**Exercise data**

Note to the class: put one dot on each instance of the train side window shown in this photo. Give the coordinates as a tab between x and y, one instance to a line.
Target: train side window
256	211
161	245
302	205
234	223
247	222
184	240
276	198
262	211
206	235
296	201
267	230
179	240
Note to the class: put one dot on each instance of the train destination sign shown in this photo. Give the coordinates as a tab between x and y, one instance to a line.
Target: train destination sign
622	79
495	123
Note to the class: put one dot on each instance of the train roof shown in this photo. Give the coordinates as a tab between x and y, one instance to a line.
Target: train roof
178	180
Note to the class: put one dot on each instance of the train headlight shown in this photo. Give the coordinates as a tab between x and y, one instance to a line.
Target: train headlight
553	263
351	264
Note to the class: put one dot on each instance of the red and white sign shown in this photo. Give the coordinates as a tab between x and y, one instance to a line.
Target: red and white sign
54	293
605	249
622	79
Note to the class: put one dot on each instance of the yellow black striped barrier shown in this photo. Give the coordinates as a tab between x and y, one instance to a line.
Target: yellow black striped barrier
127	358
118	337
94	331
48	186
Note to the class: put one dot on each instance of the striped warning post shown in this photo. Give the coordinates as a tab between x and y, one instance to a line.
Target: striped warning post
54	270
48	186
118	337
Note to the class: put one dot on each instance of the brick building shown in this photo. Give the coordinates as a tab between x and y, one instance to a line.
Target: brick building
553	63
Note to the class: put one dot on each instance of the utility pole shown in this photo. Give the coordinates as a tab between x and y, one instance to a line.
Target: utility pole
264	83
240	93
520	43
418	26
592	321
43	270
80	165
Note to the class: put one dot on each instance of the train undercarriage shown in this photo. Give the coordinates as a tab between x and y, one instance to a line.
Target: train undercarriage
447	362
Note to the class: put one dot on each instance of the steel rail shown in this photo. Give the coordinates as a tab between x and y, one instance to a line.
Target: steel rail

**Try it**
The whole listing above needs to be reproduced exactly.

**Task solution**
Note to the class: put one dot on each instance of the train side window shown in this photo. Give the coordinates as a tab between x and y, one instance to a line.
Target: train side window
256	211
161	245
302	205
234	223
247	222
184	240
276	198
262	211
206	235
296	201
267	230
179	240
Note to the class: put one dot on each instance of the train destination sign shown in this photo. Give the coordinates as a tab between x and y, one instance to a line.
Target: train destination sign
622	79
495	123
Note to the class: put one dot on each instance of the train roof shown in this photo. Give the coordinates as a tab between x and y, one instance to a line.
Target: train roof
178	180
Note to the class: put one dot on each instance of the train headlight shown in this photo. Give the coordinates as a tab between x and y, one instance to a line.
Target: train headlight
553	263
351	264
Note to the class: put one dot on each instance of the red and white sign shown in this photo. Give the coordinates as a tab between x and y, one instance to a line.
Target: red and white sign
54	293
605	249
622	79
Note to the class: put one dot on each instance of the yellow black striped barrier shown in this photo. Give the coordinates as a tab between x and y, one instance to a line.
Target: yellow black striped barrier
127	358
118	337
94	331
48	186
Note to the class: put one dot on each instance of the striped warning post shown in this photo. Give the coordinates as a tab between x and y, one instance to a line.
Target: striped warning post
54	270
48	186
118	337
Note to the class: put one dot on each instance of the brick building shown in this photo. Give the coordinates as a tab between x and y, one instance to a line.
Target: brick building
553	63
Note to the class: put one dot on each instance of the utility pole shown in this photo. Give the coordinates as a tab between x and y, one instance to a line.
Target: utility pole
264	83
240	93
520	43
418	26
592	321
43	270
80	165
Note to the class: put one dot on each instance of the train undercarriage shown in this photo. Give the coordinates as a tab between x and y, one instance to a line.
Target: train undercarriage
447	362
Note to the class: put one dot on each instance of the steel rail shown in this photo. Give the coordinates as a tab between x and y, one instance to a line.
Target: steel rail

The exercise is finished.